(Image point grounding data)

==============================

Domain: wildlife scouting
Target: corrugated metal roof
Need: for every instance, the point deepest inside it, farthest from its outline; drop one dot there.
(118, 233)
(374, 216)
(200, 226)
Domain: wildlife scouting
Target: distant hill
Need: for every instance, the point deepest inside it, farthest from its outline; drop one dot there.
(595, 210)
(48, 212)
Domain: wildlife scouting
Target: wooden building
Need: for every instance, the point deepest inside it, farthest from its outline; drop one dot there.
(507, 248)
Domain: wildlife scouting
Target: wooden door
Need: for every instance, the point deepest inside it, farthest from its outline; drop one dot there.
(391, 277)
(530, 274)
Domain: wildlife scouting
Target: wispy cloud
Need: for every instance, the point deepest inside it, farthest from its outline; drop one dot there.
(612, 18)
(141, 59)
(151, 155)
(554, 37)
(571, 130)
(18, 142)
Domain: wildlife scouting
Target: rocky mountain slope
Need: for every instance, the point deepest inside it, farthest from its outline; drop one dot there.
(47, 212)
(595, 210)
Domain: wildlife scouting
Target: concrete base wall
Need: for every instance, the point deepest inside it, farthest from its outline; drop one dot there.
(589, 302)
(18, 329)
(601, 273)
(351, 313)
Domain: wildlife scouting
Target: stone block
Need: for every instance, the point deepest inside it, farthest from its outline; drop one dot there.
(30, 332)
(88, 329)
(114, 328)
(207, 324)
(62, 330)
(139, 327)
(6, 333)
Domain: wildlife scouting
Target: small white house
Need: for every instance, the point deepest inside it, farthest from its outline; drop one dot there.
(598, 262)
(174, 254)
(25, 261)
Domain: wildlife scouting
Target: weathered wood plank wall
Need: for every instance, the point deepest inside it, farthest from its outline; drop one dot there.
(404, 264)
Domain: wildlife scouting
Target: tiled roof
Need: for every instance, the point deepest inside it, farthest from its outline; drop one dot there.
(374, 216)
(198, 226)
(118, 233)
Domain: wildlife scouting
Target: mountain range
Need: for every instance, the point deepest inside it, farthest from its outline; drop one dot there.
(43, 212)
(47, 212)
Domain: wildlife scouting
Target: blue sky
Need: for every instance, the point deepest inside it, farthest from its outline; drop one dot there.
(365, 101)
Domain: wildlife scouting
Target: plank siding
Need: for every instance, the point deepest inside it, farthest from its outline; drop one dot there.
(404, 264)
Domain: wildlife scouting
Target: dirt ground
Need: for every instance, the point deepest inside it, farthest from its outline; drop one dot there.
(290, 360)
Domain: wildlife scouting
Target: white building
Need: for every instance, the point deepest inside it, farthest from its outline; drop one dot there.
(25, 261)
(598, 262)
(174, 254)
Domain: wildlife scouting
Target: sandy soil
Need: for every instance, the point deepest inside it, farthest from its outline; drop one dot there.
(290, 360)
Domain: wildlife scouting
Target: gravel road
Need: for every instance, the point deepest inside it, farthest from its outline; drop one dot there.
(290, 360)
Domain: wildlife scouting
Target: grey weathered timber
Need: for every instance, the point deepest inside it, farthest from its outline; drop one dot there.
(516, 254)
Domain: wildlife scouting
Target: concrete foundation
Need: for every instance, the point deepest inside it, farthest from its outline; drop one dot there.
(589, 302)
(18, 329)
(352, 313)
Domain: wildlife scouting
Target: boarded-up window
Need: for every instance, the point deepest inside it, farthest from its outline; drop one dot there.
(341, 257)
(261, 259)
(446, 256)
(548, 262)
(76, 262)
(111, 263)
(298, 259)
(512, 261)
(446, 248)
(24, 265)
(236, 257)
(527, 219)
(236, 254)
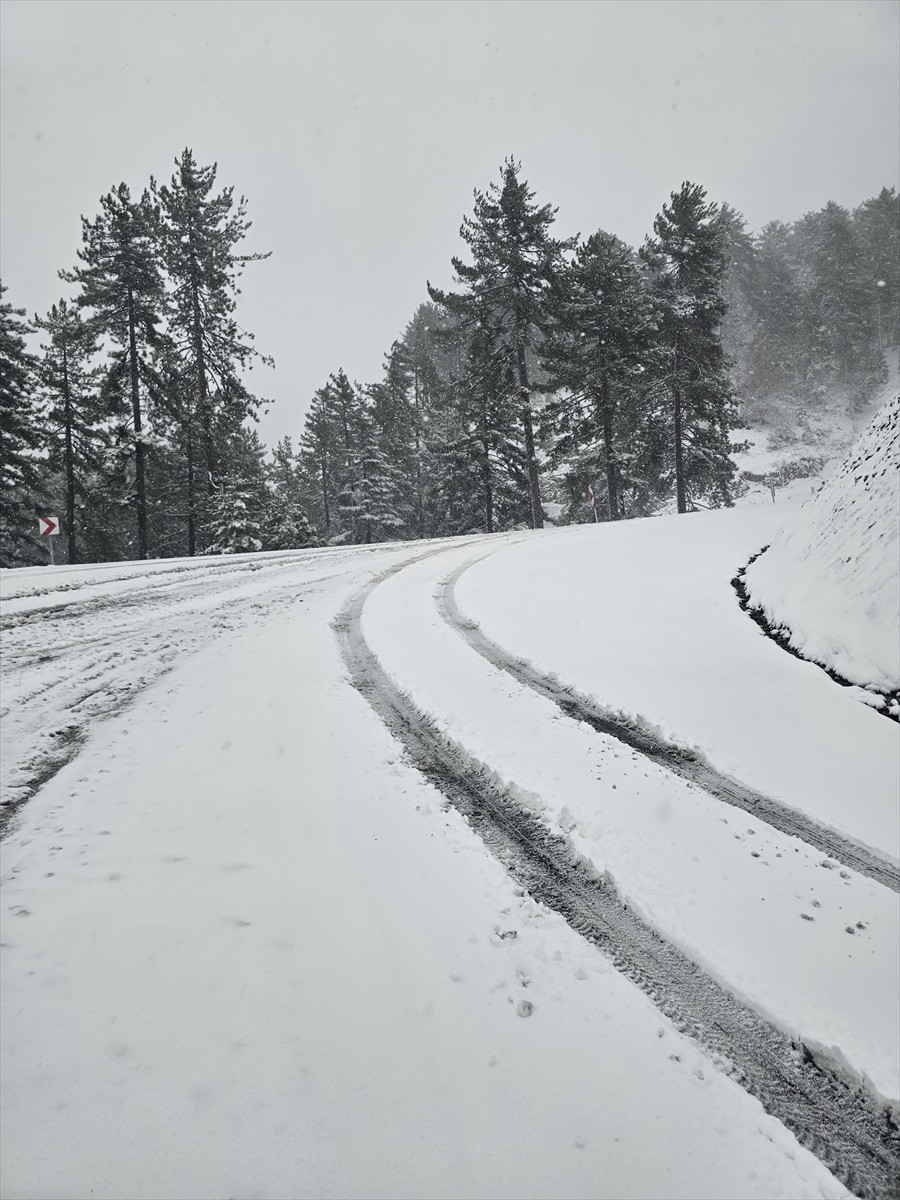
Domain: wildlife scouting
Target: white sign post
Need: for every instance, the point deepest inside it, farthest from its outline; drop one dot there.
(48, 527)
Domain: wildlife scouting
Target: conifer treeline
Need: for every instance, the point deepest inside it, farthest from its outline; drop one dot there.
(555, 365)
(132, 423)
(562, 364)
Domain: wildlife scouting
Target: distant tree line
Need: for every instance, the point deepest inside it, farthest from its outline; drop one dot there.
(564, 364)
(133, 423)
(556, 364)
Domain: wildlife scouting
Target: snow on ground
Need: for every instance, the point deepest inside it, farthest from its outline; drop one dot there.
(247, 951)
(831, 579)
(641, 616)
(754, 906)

==============================

__HOW TO COMPLETE THIS TASK__
Restate every line above exactly, omitting images.

__ANSWER BOX__
Domain: wildlife scouting
Target: corrugated metal roof
Need: for every instance, the point deepest inside it, farthest from its outline; drop one dot there.
(118, 233)
(374, 216)
(200, 226)
Domain: wildlife scouting
Target: distant hill
Need: for every instance, the point deepest inside it, farthest from its outline; drop one dot there.
(595, 210)
(48, 212)
Domain: wildlife scouting
Target: wooden building
Need: for every instance, the point deepest inside it, farthest from its outline; drop one dot there.
(507, 248)
Domain: wildlife scouting
Target: wooden door
Need: for every instance, the point deepest inside it, farthest from its outline; drop one dot there.
(391, 277)
(530, 274)
Domain: wildlife scouting
Target: wispy cloud
Need: for every instance, the point deepest inside it, farthest from its outline; drop one dot there.
(612, 18)
(141, 59)
(151, 155)
(554, 37)
(571, 130)
(18, 142)
Domain: wildlife scouting
Target: rocky mountain slope
Need: for every instance, the point deepest inside it, farthest from its outline; drop one dot there.
(47, 212)
(595, 210)
Domain: wildlife scouting
Target: concrete base wall
Need: for every instance, the point deepest inside it, farthest from its outline; drop one dot there.
(589, 302)
(18, 329)
(601, 273)
(351, 313)
Domain: wildlife scouting
Target: stone block
Need: for every instance, the point deepest inside it, farthest from its outline; drop one dot there.
(30, 332)
(88, 329)
(114, 328)
(207, 324)
(62, 330)
(139, 327)
(6, 333)
Domain: wildlife scouting
Target: small white house
Need: for every instance, the point deepest inside it, farthest from its outline; drop one dot there.
(598, 262)
(174, 254)
(25, 261)
Domain: wildlife scouting
Target: weathered wood plank wall
Need: for every instance, the point deepest inside it, farthest from its outline; drop one dot there.
(404, 264)
Domain: wildlife scouting
Target: tiled roof
Need: for every instance, the point deepest inside it, farthest from its outline; drop one dot there.
(374, 216)
(198, 226)
(118, 233)
Domain: wildlife scouting
Target: mountain range
Need: for every instance, the point deepest inside it, farthest from its outline; drop one dot there.
(43, 212)
(47, 212)
Domain: wildlife scouting
Target: blue sky
Need: for every instance, the point deepest inside it, farthest from its outline; drop one dot there.
(365, 101)
Domain: wildlife scouting
Target: plank siding
Need: for every instance, the point deepest inside it, farthest from its outline; drop one dot there.
(404, 264)
Domain: wildlife scouting
Target: dirt ground
Need: for every instance, the point deepest inside it, farthest from its outline; drop one dot there.
(290, 360)
Domain: wildlife scouting
Target: white building
Need: for every instance, the point deepest inside it, farthest from its outline; drop one dot there.
(25, 261)
(598, 262)
(174, 254)
Domain: wildlife scouting
Target: sandy soil
Need: for every instance, the point deepest inside it, farthest from its outline; drop one dot there.
(290, 360)
Domain: wildlife scouting
Target: gravel road
Need: for every instance, the point deepest inside it, farthest from its outline; drop one dot there.
(290, 360)
Domain: wildlife scouting
Target: grey weathered timber
Need: for every instance, the point deepest inside it, farthest from its outline; drop one dot there.
(516, 254)
Domain: wildlife scouting
Target: concrete foundation
Need: for every instance, the point deepest inside it, farthest from its outline; drop one dot there.
(589, 302)
(18, 329)
(352, 313)
Domain: wildlife scouting
Target: boarded-up window
Need: for every instance, the point deepest inside it, farthest from its outline; drop one dot there.
(341, 257)
(261, 259)
(446, 256)
(548, 262)
(76, 262)
(111, 263)
(298, 259)
(512, 261)
(446, 248)
(24, 265)
(236, 257)
(527, 219)
(236, 254)
Domain: wildlife scouting
Target: white sign post
Need: for every instance, the point deepest inside it, farthest from its outline; drop one dot there.
(48, 527)
Domain: wildlife scouting
Target: conifer treeline
Need: for every instance, the point deepest inside it, farthest from its outline; drop one dot there.
(555, 365)
(132, 423)
(562, 364)
Domain: wildlife scouting
Target: distant tree line
Need: for every instance, the point deepest inside it, farthest from its outline; drop one dot there.
(564, 364)
(133, 423)
(556, 364)
Domain: wildlife scouting
Target: snow on ground
Need: for every instance, the point deepest inside it, farthest from its outline; drop one dot there.
(247, 951)
(831, 579)
(641, 616)
(754, 906)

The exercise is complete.